:: Excerpt provided ::

The release lands on top of groundwork Medallia laid before the ownership change closed: an expanded Adobe partnership serving more than 150 joint customers since September 2025, and a January 2026 partnership with Ada on agentic AI for contact center automation. Medallia currently holds the top spot in the Forrester Customer Feedback Management Wave and is named a leader in Gartner's 2026 Magic Quadrant for Voice of the Customer Platforms.
Related Article: Medallia Lands $150M, New Owners and a Fresh AI Roadmap — After Thoma Bravo's Historic Loss
Medallia's Tracking Extended Partnerships, More Competition
Banerjee was candid about how Medallia is prioritizing its partner ecosystem going forward.
"We do have some partners actually that are very much aligned to us in wanting to help kind of modernize the CX industry," he said. "And some of them are pretty far along in having capabilities, and having their own kind of roadmaps on what they want to do to help modernize customer environments.
Banerjee fully expects this "short list" of partners Medallia will develop more strategic relationships to help drive that modernization effort.
"Partners, just like customers, are on a bit of spectrum," Banerjee said. "Some are really leaning into the future. Some are more traditional. The ones that are very forward leaning, we're absolutely going to be spending a lot of time with. I think that's true."
Why Systems Integrators Are Becoming Medallia's Agentic Building Blocks
Banerjee pointed to systems integrators as a key part of that forward-leaning group, though he declined to name specific partners without their approval to be quoted.
"Some of the big SI's ... have developed pretty strong capabilities to build agentic integrations," he said. "They're working not only with us but with some of the leading SaaS providers that are kind of leaning into this future as well."
He also pointed to software vendors making their own moves in that direction.
"You see what companies like Adobe and Salesforce and others have done with announcing these kind of MCP servers for things like marketing integration and communication," Banerjee said. The first step for everyone in the space, he said, is making sure individual products are ready to support agentic integrations internally.
"But very quickly thereafter we ask ourselves, how can a system or an action that starts in Vendor A get communicated to Vendor B and create that kind of collective capability?"

:::

§ **Study questions**:
a) Using the text about Medallia's partnerships, mark each statement as yes or no depending on whether it agrees with that text, and quote the words that decide it: (i) Medallia's partnership with Ada concerns agentic AI for contact center automation. (ii) Banerjee named the systems integrators he had in mind. (iii) Gartner named Medallia a leader in its 2025 Magic Quadrant for Voice of the Customer Platforms.
b) Write the next part of the text about Medallia's partner strategy, starting after its final sentence.

:: Dataset content ::

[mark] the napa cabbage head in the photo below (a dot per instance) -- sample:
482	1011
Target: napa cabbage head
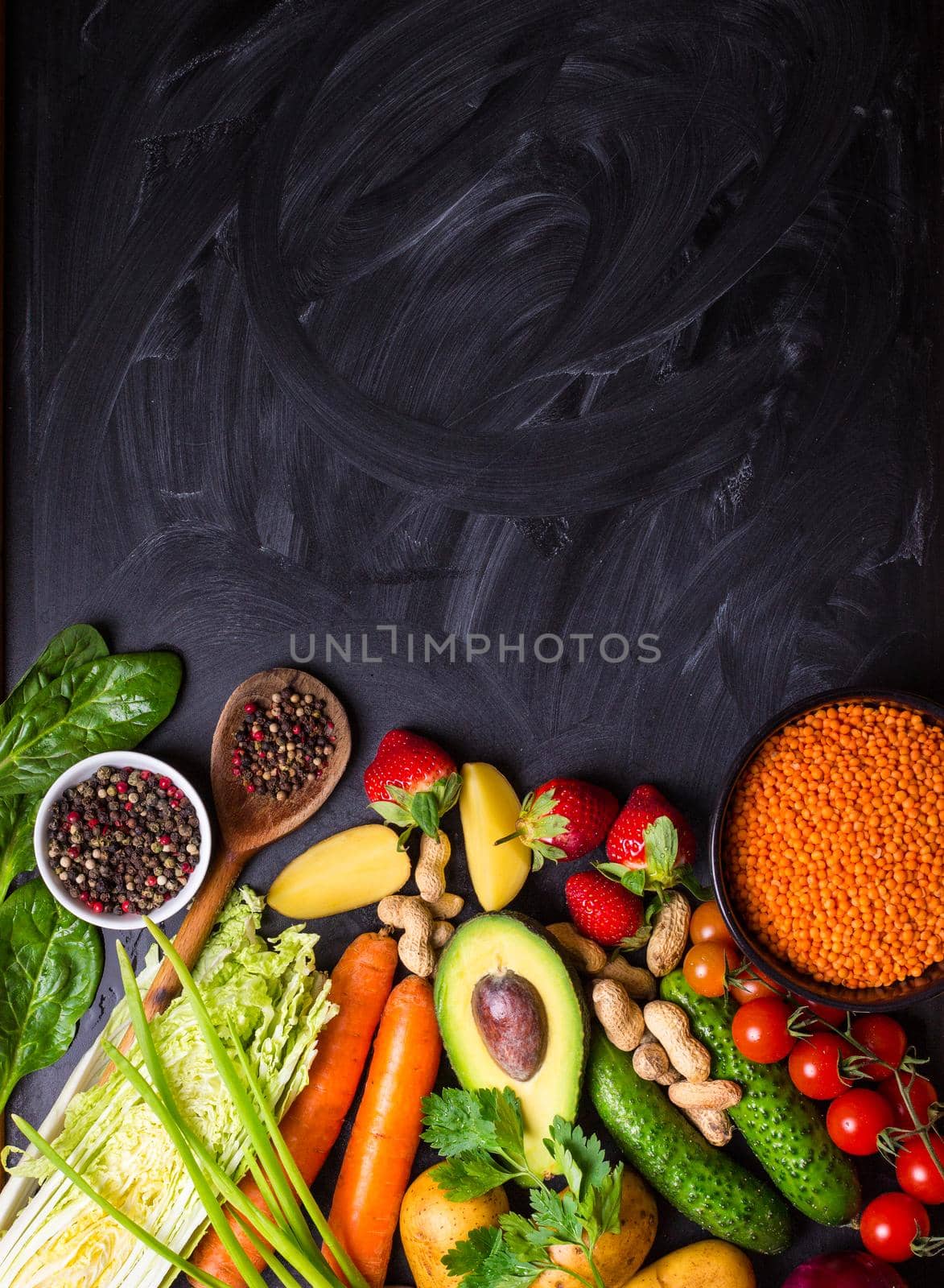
277	1001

:::

§ **Answers to the exercises**:
a)
(i) Yes: "a January 2026 partnership with Ada on agentic AI for contact center automation."
(ii) No: "he declined to name specific partners without their approval to be quoted."
(iii) No: "named a leader in Gartner's 2026 Magic Quadrant for Voice of the Customer Platforms."

b)
Banerjee described what that looks like in practice: an insight surfaced in Medallia triggering a service remediation workflow directly inside a service cloud, a customer's interest in an unreleased product feeding a marketing curation campaign, or a compliance-related complaint automatically routed for investigation and resolution.
"That information could also start from Medallia, but end up moving through some sort of a workforce, or a process management system," he said.
Today, he said, that handoff between systems is still largely manual. "Those things today happen. They happen through Sneakernet, right? People get an insight here, and then they go over here, and they do this." But Banerjee expects that to change. "Eventually these systems are going to be much more interconnected. I really believe that."
What's Ahead for Voice of the Customer Competition?
Banerjee and Medallia are keeping their eyes open on new emerging threats outside the Qualtrics and Sprinklr worlds. (He didn't mention those competitors; we did). It's "entirely conceivable" Medallia could facce competition from the traditional CRM and marketing cloud solutions "who also feel like they can build their way into the Medallia way of doing CX."
Asked about well-funded, AI-native challengers like Sierra, Banerjee predicted the current competitive landscape won't look the same in five years.
"I don't think our competitors in five years are going to be the traditional CX competitors," he said. "The usual suspects are either going to evolve to become a next generation software company, like we're trying to be, or they're not going to be here."